Stated task 1
Using the forum thread titled "Got myself a little upgrade..." and not the material, say whether each statement agrees with the thread. Answer yes or no, and quote the thread's words that decide it: (a) Dunk's old machine was a bazzera magica e61. (b) Dunk rides a focus cayo disc with its original wheels. (c) Jony says 1500/1600 is about standard.
Stated task 2
Pick up the "Got myself a little upgrade..." forum thread, not the material, from its last line and keep it going.

Source excerpt
....
# Got myself a little upgrade...



## Dunk (Mar 26, 2015)

So consistent and i truly think the flavours it produced are so much better then my old bazzera magica e61!


----------



## kennyboy993 (Jan 23, 2017)

Superb. Awesome colour too


----------



## Dunk (Mar 26, 2015)

kennyboy993 said:


> Superb. Awesome colour too


Nearly matches the cups too!


----------



## Jony (Sep 8, 2017)

Great machine. What bike do you have?


----------



## salty (Mar 7, 2017)

Looks great


----------



## Dunk (Mar 26, 2015)

Jony said:


> Great machine. What bike do you have?


Its a focus cayo disc but with light bicycle carbon wheels.


----------



## Jony (Sep 8, 2017)

Dunk said:


> Its a focus cayo disc but with light bicycle carbon wheels.


minus 1300g fullset? 1500/1600 is about standard


----------



## coffeechap (Apr 5, 2012)
....
Information supplied
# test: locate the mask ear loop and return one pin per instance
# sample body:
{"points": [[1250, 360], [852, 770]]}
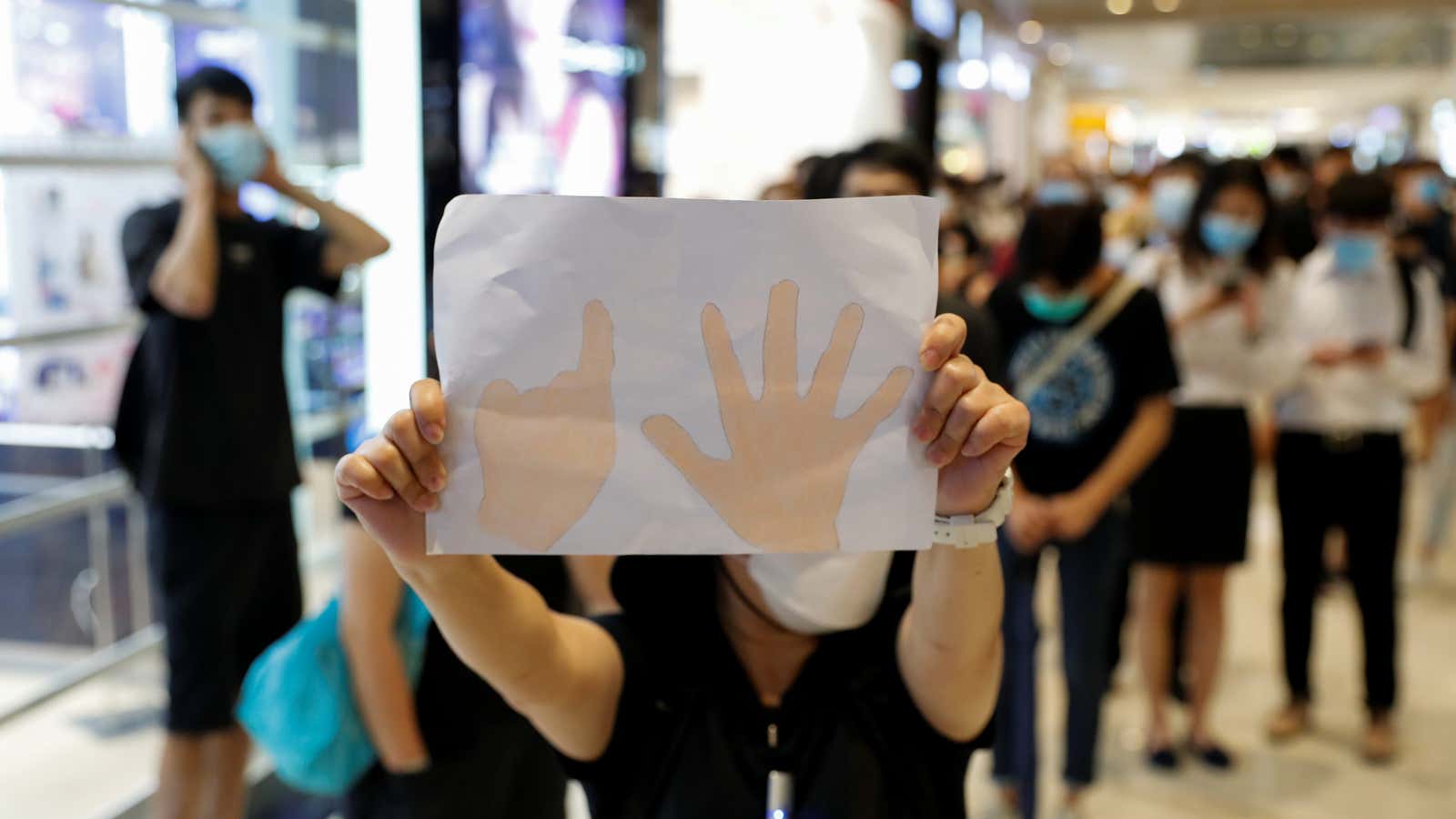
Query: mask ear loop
....
Task output 1
(a) Yes: "better then my old bazzera magica e61!"
(b) No: "Its a focus cayo disc but with light bicycle carbon wheels."
(c) Yes: "1500/1600 is about standard"

Task output 2
Dunk said:


> So consistent and i truly think the flavours it produced are so much better then my old bazzera magica e61!


What you need is this now


----------



## Dunk (Mar 26, 2015)

The wheels yeah about 1400g i think. They are the 35mm deep ones.


----------



## eddie57 (Mar 21, 2017)

Great looking machine mate


----------



## Soll (Nov 10, 2013)

Lovely looking machine, enjoy the coffee it produces


----------



## Dunk (Mar 26, 2015)

yesss so true, or just powder coat my mazzer mini. Though probs due a grinder upgrade now! haha!


----------



## coffeechap (Apr 5, 2012)

That might be a bit big


----------



## Dunk (Mar 26, 2015)

Eeeek yeah just a little!


----------



## mmmatron (Jun 28, 2014)

Ooh lovely!


----------



## shrink (Nov 12, 2012)

It's a machine that's been on my radar. I like my Expobar dual boiler and had believed it was "the last machine i'd buy", but the linea mini is so cool.

The only thing I'd like more would be a Synesso 1 group, but they are crazy money. I got to use one for a day recently, and the pre programmable four stage pressure profiling on a paddle group was just sublime. So well built.


----------



## Hale (Feb 12, 2017)

Totally BEAUT set-up....!!!!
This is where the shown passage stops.